La CEDH a jugé jeudi que la France n’avait pas violé le droit de Sanofi à un procès équitable en condamnant la société à indemniser une femme souffrant de sclérose en plaques après un vaccin contre l’hépatite B mais l’a condamnée pour une décision insuffisamment motivée.
La société pharmaceutique Sanofi Pasteur contestait notamment devant la Cour européenne des droits de l’Homme (CEDH) le délai de prescription fixé à 10 ans à partir de la date de consolidation du dommage de la patiente, c’est-à-dire du moment où ses lésions sont devenues permanentes.
Cette règle « a rendu l’action imprescriptible dès lors que la maladie à la base du dommage, évolutive de nature, n’était pas susceptible de consolidation », pointait Sanofi, selon un communiqué de presse de la CEDH.
L’arrêt de la cour conforte le choix du système judiciaire français « de donner plus de poids au droit des victimes de dommages corporels à un tribunal, qu’au droit des personnes responsables de ces dommages à la sécurité juridique » explique le communiqué.
Les juges strasbourgeois ont estimé que cette règle de prescription permettait de prendre en compte le fait que les besoins des personnes atteintes d’une maladie évolutive, en termes d’assistance par exemple, peuvent augmenter au fil du temps.
L’affaire concerne la responsabilité de Sanofi à l’égard d’une femme, née en 1972, qui avait dû se faire vacciner contre l’hépatite B lorsqu’elle était élève infirmière.
En 1993, elle déclara une sclérose en plaque, puis en 1999 la maladie de Crohn et enfin, en 2004, une polymyosite, maladie rare qui entraîne une inflammation musculaire.

○ ○ ○

» **Travail à faire**:
1. Dans l'article sur l'arrêt de la CEDH concernant Sanofi, à partir de quel moment court le délai de prescription de 10 ans contesté par la société ?
2. Rédigez la suite de l'article sur l'affaire Sanofi devant la CEDH, en reprenant après sa dernière phrase.

○ ○ ○

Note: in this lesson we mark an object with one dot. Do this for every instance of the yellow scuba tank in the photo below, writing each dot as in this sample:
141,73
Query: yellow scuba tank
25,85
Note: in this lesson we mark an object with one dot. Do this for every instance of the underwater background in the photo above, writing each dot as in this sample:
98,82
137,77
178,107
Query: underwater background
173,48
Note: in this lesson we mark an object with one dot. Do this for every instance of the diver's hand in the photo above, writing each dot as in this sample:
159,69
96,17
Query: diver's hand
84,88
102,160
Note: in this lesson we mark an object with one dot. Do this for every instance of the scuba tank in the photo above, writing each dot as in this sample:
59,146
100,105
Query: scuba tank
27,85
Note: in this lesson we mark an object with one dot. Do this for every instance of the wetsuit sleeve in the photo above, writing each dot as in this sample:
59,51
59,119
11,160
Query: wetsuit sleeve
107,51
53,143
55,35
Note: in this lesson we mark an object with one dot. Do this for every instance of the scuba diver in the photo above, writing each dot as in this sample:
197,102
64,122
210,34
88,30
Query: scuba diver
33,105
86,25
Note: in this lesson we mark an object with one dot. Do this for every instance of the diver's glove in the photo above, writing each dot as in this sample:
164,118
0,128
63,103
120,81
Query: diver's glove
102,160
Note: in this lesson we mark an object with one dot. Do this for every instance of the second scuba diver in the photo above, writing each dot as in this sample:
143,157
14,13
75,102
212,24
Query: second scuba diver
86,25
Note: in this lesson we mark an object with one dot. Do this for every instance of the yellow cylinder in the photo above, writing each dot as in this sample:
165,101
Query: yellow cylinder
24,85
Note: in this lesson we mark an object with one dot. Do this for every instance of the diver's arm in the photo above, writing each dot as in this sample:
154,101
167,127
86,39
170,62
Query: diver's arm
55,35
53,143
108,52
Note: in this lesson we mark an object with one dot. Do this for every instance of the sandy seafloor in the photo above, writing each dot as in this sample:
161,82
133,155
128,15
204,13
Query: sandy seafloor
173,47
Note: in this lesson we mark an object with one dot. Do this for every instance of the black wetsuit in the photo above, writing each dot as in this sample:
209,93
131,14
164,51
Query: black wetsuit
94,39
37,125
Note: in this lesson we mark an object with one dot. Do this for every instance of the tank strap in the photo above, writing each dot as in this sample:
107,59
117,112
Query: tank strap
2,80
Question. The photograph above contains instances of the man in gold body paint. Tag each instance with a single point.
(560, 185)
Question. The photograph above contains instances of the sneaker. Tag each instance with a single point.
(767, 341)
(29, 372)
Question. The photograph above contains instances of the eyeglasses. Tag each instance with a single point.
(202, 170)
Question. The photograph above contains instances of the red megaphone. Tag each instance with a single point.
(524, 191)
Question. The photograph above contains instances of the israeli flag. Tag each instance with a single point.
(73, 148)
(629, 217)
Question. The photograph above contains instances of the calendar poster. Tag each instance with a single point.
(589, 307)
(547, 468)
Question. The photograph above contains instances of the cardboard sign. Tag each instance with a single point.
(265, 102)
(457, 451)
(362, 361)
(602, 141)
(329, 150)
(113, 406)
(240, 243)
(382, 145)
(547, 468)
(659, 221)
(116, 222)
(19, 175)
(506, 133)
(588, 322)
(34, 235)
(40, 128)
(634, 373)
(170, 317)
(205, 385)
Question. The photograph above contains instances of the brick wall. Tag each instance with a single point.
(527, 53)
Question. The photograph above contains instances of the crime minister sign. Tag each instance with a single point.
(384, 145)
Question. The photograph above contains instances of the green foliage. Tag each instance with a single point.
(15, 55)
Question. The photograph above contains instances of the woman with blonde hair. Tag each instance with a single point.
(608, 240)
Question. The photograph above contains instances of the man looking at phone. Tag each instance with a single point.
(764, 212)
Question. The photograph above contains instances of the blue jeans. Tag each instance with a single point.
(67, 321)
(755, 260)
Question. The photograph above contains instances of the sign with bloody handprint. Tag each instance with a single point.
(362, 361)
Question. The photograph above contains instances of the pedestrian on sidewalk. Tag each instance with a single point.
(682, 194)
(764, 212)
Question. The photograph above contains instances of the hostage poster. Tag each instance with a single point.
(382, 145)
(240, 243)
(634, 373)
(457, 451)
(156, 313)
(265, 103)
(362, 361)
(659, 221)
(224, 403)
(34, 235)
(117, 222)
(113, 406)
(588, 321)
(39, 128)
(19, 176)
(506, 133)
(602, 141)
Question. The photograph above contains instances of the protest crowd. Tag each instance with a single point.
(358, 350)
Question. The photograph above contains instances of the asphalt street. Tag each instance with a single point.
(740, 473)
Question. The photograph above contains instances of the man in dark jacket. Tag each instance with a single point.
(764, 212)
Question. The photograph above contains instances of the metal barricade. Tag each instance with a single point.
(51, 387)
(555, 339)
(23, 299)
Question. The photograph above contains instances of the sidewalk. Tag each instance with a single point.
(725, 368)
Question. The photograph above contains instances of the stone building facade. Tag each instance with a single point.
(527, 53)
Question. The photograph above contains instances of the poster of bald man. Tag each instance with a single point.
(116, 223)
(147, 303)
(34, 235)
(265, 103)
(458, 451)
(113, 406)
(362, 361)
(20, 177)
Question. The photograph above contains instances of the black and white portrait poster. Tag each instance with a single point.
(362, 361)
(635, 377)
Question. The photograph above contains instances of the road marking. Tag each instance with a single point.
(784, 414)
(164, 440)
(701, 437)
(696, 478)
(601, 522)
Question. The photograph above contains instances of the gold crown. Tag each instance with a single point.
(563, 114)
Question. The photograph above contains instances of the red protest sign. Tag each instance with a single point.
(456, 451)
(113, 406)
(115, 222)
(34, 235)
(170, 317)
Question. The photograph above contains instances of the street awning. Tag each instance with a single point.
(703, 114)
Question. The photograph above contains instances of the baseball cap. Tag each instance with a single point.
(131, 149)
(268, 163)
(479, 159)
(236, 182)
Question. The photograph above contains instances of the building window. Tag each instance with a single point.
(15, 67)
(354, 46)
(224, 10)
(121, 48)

○ ○ ○

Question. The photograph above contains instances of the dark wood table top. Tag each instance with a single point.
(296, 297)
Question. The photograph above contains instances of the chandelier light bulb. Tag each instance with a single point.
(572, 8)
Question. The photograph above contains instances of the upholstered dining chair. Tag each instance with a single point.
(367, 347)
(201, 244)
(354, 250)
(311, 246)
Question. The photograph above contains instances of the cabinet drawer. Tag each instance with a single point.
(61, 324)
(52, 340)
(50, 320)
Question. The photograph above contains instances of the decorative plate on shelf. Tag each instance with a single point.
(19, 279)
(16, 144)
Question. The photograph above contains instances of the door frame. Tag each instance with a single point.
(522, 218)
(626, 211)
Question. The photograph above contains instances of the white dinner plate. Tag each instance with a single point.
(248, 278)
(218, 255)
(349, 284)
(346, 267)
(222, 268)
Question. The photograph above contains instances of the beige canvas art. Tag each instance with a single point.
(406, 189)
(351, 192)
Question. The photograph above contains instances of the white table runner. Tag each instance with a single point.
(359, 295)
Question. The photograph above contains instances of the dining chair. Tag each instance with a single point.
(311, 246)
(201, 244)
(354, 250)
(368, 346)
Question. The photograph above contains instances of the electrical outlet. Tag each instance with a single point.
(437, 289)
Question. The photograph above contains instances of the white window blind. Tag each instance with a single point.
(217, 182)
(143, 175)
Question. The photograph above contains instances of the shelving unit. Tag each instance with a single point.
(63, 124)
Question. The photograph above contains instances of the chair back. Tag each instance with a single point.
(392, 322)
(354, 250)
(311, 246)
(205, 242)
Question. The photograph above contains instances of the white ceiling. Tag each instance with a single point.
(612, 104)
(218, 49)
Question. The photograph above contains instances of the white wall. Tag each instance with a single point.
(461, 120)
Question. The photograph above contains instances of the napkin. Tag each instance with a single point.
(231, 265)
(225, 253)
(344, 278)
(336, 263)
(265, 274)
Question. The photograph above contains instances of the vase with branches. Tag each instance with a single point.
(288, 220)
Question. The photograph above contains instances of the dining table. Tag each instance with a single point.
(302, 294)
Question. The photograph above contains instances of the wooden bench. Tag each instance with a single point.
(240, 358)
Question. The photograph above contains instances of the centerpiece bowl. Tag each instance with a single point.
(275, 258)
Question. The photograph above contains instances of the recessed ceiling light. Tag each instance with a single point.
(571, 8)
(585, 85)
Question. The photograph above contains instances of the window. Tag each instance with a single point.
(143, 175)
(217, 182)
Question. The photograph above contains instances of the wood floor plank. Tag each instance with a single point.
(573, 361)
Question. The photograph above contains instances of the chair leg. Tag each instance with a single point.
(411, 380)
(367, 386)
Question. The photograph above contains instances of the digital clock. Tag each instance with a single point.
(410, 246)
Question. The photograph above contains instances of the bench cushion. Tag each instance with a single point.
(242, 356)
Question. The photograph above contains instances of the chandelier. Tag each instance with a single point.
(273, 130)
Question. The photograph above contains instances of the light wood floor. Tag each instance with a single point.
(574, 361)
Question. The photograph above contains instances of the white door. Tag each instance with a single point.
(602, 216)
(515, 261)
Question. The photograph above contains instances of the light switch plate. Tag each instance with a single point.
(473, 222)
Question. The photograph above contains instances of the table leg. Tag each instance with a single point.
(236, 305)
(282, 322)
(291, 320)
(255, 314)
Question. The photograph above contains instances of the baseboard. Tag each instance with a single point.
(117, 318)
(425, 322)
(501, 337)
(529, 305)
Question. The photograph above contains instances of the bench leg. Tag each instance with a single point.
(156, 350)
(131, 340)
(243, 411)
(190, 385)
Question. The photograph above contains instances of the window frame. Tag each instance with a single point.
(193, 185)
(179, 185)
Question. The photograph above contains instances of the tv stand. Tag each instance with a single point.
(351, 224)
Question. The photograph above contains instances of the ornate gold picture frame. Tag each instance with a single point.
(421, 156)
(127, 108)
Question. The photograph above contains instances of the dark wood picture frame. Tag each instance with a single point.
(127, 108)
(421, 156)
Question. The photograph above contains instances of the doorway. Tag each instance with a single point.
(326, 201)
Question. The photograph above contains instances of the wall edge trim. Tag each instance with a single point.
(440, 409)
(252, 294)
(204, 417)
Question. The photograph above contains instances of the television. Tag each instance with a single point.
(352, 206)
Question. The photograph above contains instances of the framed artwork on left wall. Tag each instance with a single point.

○ ○ ○

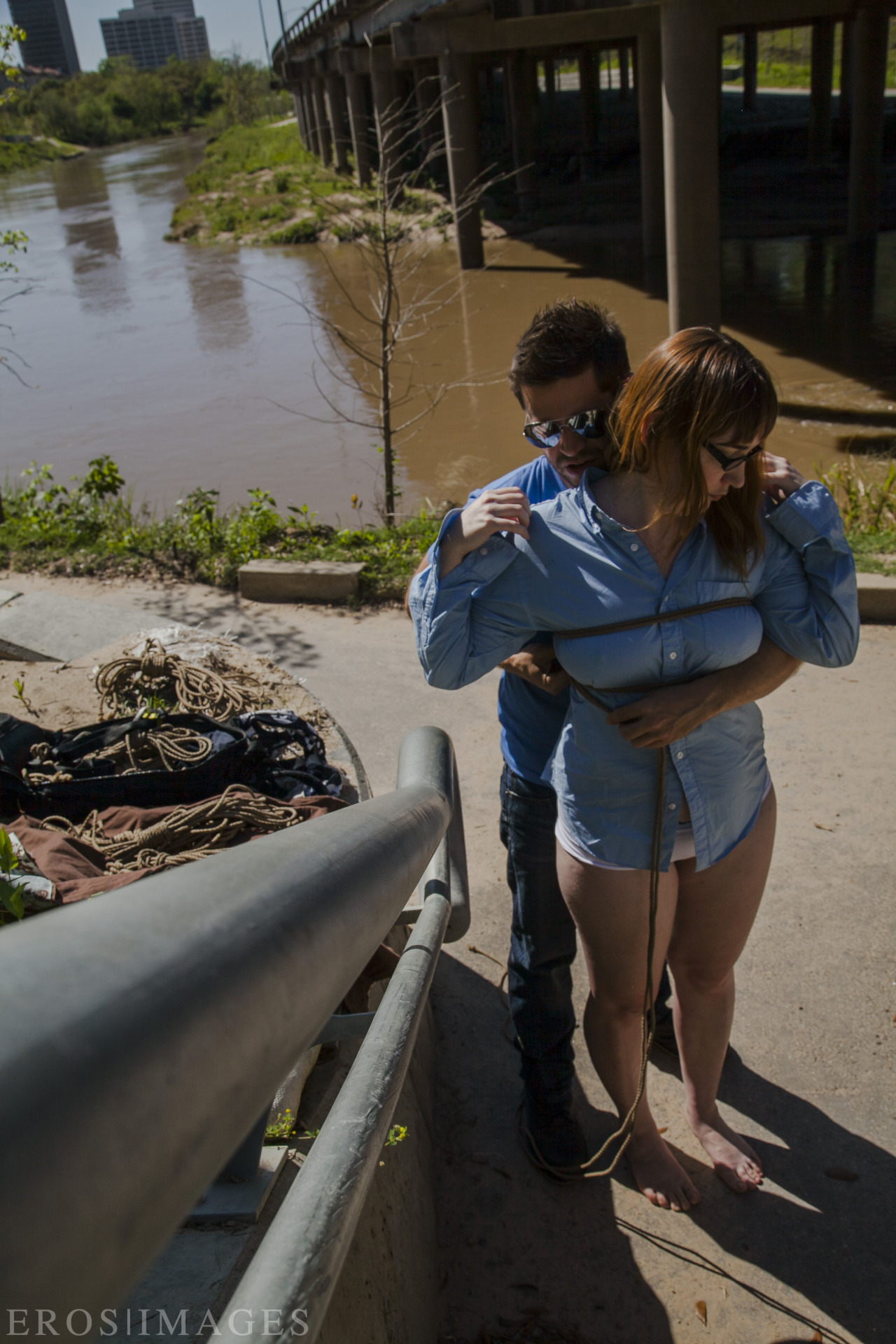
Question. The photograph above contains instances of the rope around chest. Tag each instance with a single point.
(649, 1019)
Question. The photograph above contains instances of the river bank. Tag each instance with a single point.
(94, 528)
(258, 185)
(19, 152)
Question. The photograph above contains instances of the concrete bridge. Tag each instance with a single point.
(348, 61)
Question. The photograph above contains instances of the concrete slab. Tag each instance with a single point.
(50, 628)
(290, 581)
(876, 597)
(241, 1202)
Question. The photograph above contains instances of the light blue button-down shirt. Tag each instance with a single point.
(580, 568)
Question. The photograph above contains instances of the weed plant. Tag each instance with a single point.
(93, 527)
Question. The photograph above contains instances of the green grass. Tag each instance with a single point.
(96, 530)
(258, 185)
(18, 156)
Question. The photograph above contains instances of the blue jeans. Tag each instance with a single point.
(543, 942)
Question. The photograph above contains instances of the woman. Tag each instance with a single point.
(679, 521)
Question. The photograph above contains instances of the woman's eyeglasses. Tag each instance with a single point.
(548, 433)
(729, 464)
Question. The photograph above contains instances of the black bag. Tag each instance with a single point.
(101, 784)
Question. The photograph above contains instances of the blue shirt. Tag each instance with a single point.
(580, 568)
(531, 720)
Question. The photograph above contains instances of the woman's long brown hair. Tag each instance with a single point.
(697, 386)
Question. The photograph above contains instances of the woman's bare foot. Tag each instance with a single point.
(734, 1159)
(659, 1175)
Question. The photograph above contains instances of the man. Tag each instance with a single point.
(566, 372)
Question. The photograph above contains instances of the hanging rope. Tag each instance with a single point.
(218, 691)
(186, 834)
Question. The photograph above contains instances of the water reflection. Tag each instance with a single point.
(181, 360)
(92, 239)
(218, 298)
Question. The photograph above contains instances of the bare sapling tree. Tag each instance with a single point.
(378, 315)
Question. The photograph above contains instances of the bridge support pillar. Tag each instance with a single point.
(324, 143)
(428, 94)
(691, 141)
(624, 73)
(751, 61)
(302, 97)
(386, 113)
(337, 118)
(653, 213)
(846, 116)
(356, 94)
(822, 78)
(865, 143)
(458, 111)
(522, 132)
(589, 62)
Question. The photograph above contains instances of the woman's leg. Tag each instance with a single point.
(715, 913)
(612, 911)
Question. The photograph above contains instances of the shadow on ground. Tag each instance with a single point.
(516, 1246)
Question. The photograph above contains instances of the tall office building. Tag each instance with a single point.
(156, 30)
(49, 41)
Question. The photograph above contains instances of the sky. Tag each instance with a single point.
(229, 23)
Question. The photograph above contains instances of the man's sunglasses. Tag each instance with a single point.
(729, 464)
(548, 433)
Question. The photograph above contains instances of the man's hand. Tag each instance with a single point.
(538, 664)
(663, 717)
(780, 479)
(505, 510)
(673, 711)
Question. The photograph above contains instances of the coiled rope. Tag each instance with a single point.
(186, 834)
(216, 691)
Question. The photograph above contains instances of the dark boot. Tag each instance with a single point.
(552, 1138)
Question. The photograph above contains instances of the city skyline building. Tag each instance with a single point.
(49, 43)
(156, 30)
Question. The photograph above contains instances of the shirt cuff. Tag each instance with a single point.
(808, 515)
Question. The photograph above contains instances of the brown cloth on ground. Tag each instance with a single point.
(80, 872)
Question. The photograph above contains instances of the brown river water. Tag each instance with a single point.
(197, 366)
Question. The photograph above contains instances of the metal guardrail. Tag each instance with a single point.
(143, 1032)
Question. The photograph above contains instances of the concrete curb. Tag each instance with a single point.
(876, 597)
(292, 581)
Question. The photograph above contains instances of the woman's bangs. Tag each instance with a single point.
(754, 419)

○ ○ ○

» **Corrigé des exercices**:
1. À partir de la date de consolidation du dommage de la patiente, c'est-à-dire du moment où ses lésions sont devenues permanentes.

2.
La jeune femme a d’abord fait condamner l’Etat à lui verser plus de 650.000 euros et une rente annuelle de près de 11.000 euros.
Elle a ensuite, en 2005, assigné Sanofi Pasteur devant le juge civil pour obtenir réparation en raison de l’aggravation de son état.
Le TGI de Toulouse, puis la cour d’appel de Toulouse ont jugé cette action recevable et fait courir la prescription à partir de la consolidation du dommage. La cour de Cassation a rejeté les pourvois de Sanofi.
Finalement, en 2015, le TGI de Toulouse condamna Sanofi à verser à la malade près de 10.000 euros ainsi qu’une rente annuelle de 5.500 euros.
Sanofi Pasteur déplorait avoir été condamné sur le fondement d’une double présomption de causalité entre la vaccination et les maladies d’une part et la défectuosité du vaccin d’autre part.
Le laboratoire se plaignait devant la CEDH que la Cour de cassation ait rejeté sa demande de questions à la Cour de justice de l’Union européenne sur ce dossier, sans indiquer les motifs du refus.
La CEDH a jugé la France coupable sur ce point, sans toutefois la condamner à indemniser Sanofi pour dommage moral.